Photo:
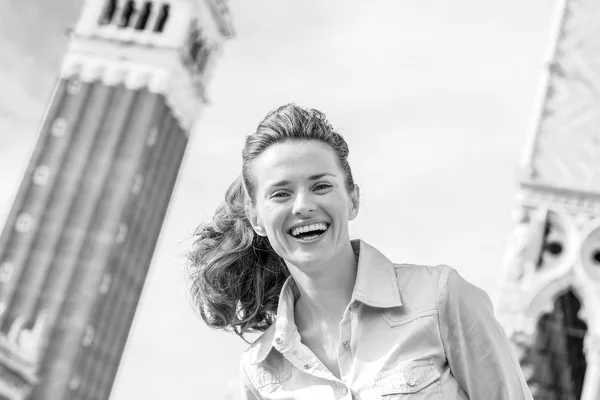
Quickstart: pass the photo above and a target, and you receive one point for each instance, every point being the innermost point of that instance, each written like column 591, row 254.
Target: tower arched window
column 140, row 25
column 128, row 12
column 163, row 16
column 202, row 60
column 195, row 48
column 109, row 12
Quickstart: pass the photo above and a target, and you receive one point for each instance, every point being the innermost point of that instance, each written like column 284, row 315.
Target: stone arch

----------------------------------------

Which lines in the listing hold the word "instance"? Copy them out.

EXERCISE SOLUTION:
Quickstart: pass the photo above and a target, and you receive one point for each instance, every point being the innermost point of that instance, each written like column 591, row 254.
Quickstart: pass the photo above and a target, and you receive one point for each instance, every point being the innermost point of that instance, each written like column 284, row 315.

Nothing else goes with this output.